:: Data records ::
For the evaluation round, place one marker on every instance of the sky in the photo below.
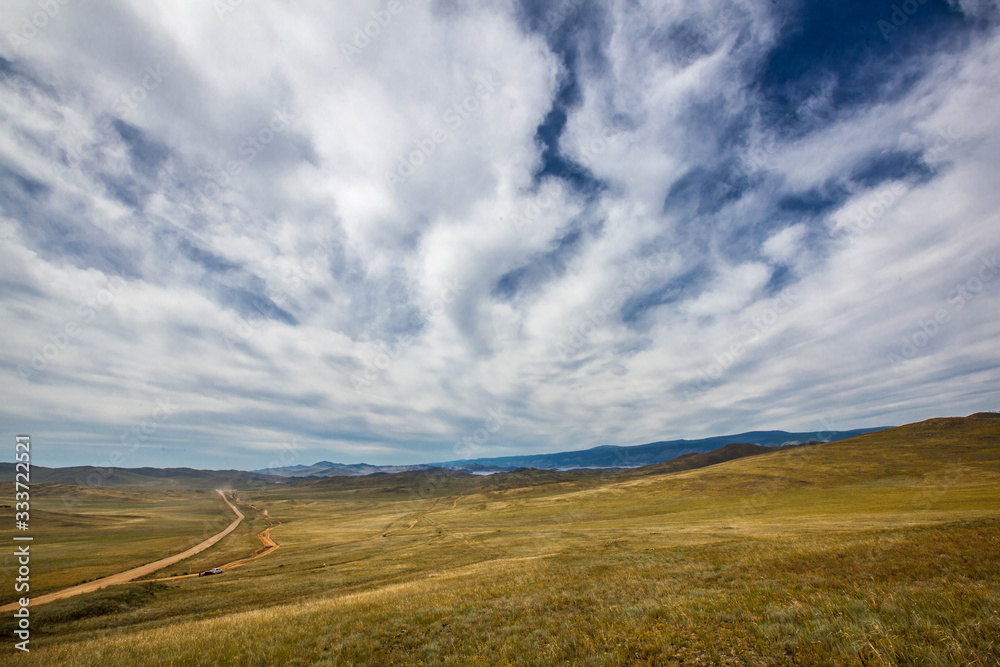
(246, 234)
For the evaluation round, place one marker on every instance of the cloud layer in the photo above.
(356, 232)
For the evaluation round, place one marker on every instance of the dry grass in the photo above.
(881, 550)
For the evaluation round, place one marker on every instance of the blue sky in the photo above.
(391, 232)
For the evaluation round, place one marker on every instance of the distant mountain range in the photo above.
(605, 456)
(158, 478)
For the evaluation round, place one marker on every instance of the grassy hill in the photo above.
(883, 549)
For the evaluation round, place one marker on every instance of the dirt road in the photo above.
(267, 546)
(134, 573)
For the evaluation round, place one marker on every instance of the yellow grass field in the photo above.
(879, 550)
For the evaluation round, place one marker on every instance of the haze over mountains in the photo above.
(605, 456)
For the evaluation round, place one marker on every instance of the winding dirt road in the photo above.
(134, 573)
--
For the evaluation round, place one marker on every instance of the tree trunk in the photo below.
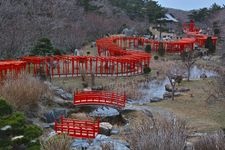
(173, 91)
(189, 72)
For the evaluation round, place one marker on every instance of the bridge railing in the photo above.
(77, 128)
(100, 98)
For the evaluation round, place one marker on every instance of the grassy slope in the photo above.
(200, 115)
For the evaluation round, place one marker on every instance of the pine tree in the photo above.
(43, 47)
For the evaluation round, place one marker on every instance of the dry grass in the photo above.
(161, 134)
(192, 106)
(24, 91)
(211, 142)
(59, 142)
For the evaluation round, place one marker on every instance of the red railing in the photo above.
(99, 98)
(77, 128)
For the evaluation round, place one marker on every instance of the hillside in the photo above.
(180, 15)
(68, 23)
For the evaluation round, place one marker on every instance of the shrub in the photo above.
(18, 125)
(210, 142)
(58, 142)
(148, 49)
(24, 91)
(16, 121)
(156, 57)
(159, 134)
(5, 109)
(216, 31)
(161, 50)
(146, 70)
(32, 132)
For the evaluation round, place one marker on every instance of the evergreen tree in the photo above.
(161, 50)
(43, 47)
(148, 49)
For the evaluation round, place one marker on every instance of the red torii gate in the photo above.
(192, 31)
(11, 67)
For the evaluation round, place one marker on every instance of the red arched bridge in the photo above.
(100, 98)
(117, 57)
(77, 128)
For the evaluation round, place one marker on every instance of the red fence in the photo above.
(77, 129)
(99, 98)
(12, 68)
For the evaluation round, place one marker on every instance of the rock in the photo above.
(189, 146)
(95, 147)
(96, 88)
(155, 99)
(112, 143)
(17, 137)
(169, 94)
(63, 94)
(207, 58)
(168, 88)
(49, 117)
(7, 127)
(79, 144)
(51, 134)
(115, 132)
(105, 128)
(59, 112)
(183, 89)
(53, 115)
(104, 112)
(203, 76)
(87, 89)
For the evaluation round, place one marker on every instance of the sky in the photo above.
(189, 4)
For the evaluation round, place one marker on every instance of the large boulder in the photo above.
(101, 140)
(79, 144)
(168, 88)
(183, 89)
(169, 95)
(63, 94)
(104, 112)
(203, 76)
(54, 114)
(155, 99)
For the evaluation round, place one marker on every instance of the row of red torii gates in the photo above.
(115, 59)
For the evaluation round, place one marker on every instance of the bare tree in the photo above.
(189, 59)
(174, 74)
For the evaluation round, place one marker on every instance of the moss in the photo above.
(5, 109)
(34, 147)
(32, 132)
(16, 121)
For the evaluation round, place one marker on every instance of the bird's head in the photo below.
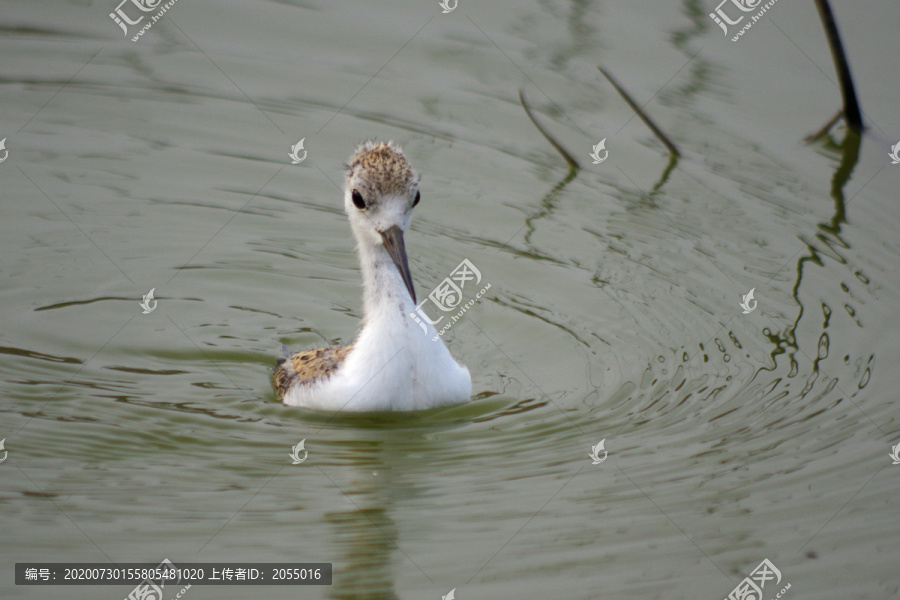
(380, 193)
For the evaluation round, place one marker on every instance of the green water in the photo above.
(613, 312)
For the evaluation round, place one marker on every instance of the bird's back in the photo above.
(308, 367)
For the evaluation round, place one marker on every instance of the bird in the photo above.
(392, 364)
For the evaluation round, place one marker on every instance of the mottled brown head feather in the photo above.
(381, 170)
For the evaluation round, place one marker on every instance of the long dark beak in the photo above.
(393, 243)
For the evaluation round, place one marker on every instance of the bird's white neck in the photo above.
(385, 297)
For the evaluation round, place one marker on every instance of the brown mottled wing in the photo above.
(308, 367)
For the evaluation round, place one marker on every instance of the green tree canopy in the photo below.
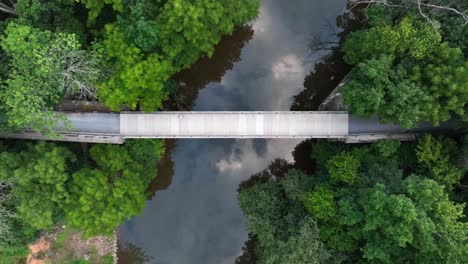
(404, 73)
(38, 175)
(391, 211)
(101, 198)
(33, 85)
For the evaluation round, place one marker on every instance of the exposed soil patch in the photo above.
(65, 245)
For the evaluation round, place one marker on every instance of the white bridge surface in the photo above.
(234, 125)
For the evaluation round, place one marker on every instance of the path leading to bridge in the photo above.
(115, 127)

:: Task prompt ::
Copy out every line in the data above that contains the word "bird", treating uppercase and lowercase letters as different.

:: The output ::
For the evaluation round, place one marker on every instance of the bird's head in the photo below.
For the evaluation round, place one marker on every instance of the bird's back in the photo above.
For the evaluation round, place one marker on every instance of the bird in the photo above.
For the evaluation round, place one marker on every instance of the bird's white neck in the photo above.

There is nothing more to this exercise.